«Антропологи отвечают за геноцид»: почему в литературе так много ученых-злодеев

9 апреля 2021 в 12:39
Кадр «Франкенштейн должен быть уничтожен»/Silver Screen Collection/Getty Images
Премия «Просветитель» провела на ярмарке non/fiction круглый стол «От Франкенштейна до людей среди деревьев: куда подевались ученые в современной литературе?». Публикуем сокращенную версию дискуссии.
Александр Гаврилов

Литературный деятель, член оргкомитета премии «Просветитель»

Галина Юзефович

Литературный обозреватель

Анна Козлова

Молекулярный генетик, популяризатор науки

Гаврилов: Я страшно благодарен, что в сегодняшней беседе согласилась принять участие критик, филолог, преподаватель, трендсеттер и благородная жена Галина Юзефович. Ты филолог, ведь правда?

Юзефович: Нет.

Гаврилов: А кто ты?

Юзефович: Историк.

Гаврилов: Отлично, историк Галина Юзефович. Я позволю себе время от времени произносить какие‑то реплики в этой беседе, я — филолог-расстрига, не дописавший свою кандидатскую диссертацию. И в нашей беседе согласилась принять участие читатель, популяризатор науки и молекулярный генетик Анна Козлова. Есть еще несколько камео, но об этом мы вам пока рассказывать не будем.

Дорогая Галя, вот когда ты сказала, что ученый куда‑то делся, ты имела в виду что?

Юзефович: Вообще самой этой теме мы обязаны лектору дома культуры, который пришел ко мне по весне и сказал: «У нас проходит неделя науки. Не хотите ли вы, Галина, рассказать нам о том, как прекрасно и ярко отображена наука в современной литературе?» Я, как обычно, сначала согласилась, потом подумала.

Понятно, что, когда я соглашалась, в голове у меня было огромное количество книг, в которых герой-рассказчик — это ученый. И в основном, как я с некоторым запозданием поняла, эти книги были разными формами автобиографии, автофикшена или вполне себе научной биографии. Это прекрасная книга «Песни драконов» про то, как [зоолог] Владимир Динец изучал крокодилов; «Главарь банды на день. Изгой-социолог выходит на улицы», где [социолог и антрополог Судхир] Венкатеш рассказывал, как он изучал черные банды Чикаго; «Внутренняя рыба» Нила Шубина, в которой он рассказывал, как откопал [ископаемую лопастеперую рыбу, переходное звено между рыбами и наземными позвоночными] тиктаалика; «Записки примата: Необычайная жизнь ученого среди павианов» Роберта Сапольски — просто одна из самых прекрасных и вдохновляющих книг, которые я прочитала за последние годы. Словом, мне в голову сразу пришло огромное количество хороших книг, и я решила: как у нас замечательно наука репрезентирована в литературе!

- **ЗАДАНИЕ**: Воспроизведите часть статьи об ученых в литературе, начиная со слов «Юзефович: Историк.» и заканчивая словами «ты имела в виду что?». Приведенные далее пункты никак не связаны со статьей.

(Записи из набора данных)

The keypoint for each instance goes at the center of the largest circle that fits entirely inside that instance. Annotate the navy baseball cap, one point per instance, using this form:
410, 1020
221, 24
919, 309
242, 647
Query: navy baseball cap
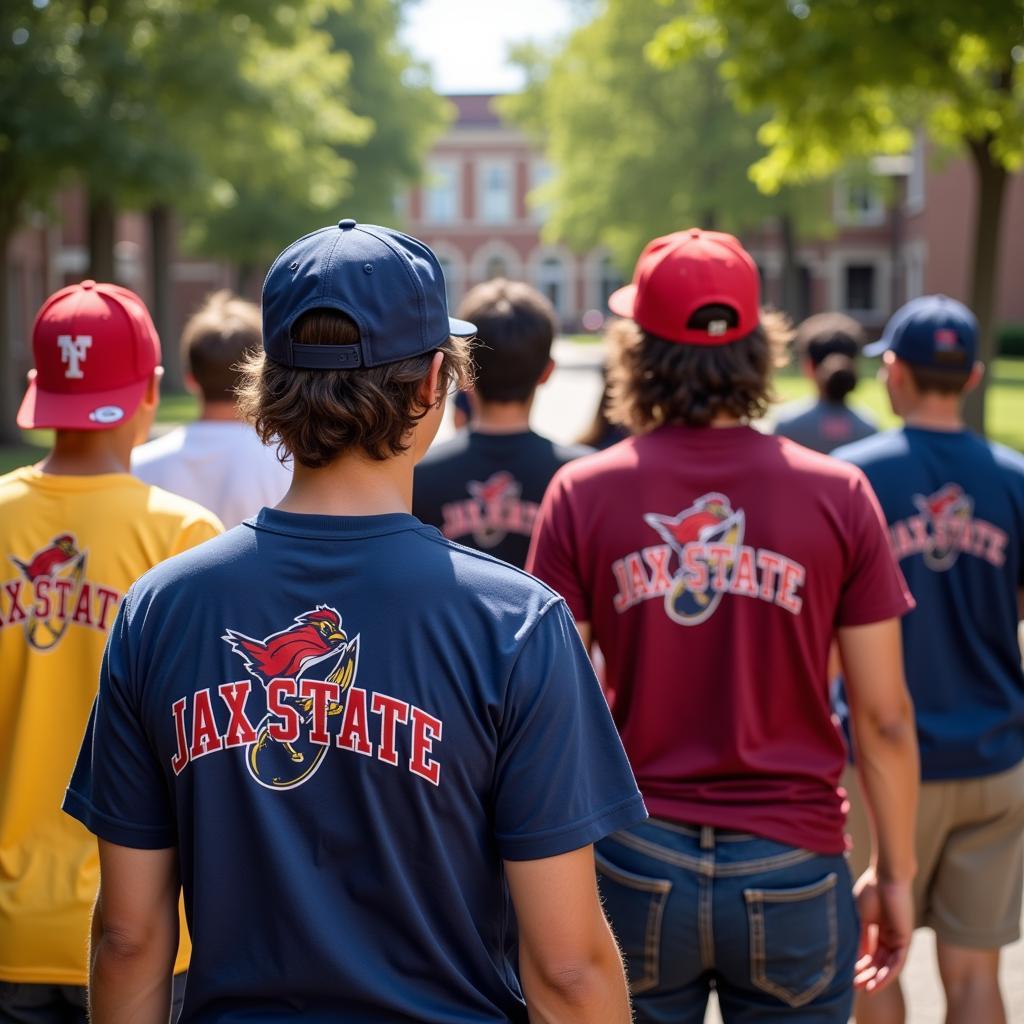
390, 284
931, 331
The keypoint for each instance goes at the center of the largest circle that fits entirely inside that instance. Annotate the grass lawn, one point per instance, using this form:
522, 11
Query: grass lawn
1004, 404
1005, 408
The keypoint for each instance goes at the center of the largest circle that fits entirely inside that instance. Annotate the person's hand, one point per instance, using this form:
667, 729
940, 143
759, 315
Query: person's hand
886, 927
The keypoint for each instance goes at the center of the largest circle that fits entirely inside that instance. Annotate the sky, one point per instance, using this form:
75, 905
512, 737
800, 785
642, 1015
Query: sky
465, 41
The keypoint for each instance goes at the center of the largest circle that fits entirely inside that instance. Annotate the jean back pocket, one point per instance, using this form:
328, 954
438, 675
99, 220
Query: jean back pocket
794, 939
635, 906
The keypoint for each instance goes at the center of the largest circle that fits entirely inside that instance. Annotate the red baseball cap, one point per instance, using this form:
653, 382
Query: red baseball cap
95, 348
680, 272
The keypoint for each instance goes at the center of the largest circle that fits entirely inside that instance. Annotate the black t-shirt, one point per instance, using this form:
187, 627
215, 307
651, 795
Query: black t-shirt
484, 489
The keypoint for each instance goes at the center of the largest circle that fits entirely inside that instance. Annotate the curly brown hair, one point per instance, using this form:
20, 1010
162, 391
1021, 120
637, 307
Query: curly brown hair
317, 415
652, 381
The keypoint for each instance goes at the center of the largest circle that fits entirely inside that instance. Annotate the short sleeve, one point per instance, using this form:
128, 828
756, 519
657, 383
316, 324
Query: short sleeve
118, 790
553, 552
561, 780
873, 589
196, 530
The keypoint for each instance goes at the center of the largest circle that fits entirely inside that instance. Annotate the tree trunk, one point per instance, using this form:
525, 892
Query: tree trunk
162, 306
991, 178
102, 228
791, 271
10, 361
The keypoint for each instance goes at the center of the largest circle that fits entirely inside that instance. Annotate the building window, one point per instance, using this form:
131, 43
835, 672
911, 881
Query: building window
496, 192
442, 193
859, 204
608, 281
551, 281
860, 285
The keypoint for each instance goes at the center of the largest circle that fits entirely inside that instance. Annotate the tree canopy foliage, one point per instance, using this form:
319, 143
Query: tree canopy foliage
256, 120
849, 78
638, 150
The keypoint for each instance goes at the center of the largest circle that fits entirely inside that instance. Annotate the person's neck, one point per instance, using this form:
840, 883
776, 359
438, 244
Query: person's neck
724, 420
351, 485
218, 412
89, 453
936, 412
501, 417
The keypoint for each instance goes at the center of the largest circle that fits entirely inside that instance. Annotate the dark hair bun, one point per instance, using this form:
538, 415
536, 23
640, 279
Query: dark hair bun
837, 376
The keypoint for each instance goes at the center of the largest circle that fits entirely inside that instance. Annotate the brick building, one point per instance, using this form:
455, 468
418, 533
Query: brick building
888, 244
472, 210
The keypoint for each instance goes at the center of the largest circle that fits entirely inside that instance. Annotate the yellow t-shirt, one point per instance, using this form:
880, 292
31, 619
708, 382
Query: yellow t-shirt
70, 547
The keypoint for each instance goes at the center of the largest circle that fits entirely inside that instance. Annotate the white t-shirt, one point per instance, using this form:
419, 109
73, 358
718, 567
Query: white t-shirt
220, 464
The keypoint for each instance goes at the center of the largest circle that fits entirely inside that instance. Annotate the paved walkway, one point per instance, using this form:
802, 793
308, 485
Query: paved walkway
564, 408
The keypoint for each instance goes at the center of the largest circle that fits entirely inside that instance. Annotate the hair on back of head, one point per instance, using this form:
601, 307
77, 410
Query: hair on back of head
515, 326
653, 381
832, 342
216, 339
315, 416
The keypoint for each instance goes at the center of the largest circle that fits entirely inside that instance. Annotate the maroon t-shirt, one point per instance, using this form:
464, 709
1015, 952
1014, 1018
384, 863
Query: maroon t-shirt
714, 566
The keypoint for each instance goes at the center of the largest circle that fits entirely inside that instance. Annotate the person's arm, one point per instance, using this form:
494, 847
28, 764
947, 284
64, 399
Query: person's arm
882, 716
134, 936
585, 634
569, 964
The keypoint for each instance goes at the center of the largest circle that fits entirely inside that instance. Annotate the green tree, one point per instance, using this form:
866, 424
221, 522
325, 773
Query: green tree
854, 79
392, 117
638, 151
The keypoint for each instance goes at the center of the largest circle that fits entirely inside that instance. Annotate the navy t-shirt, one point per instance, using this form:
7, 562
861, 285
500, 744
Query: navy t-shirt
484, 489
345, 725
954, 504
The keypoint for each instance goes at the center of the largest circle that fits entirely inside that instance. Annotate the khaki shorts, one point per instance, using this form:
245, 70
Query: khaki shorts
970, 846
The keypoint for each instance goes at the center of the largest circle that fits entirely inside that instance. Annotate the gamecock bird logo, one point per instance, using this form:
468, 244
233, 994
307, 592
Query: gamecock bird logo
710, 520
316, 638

- **ОТВЕТ НА ЗАДАНИЕ**:
Юзефович: Историк.

Гаврилов: Отлично, историк Галина Юзефович. Я позволю себе время от времени произносить какие‑то реплики в этой беседе, я — филолог-расстрига, не дописавший свою кандидатскую диссертацию. И в нашей беседе согласилась принять участие читатель, популяризатор науки и молекулярный генетик Анна Козлова. Есть еще несколько камео, но об этом мы вам пока рассказывать не будем.

Дорогая Галя, вот когда ты сказала, что ученый куда‑то делся, ты имела в виду что?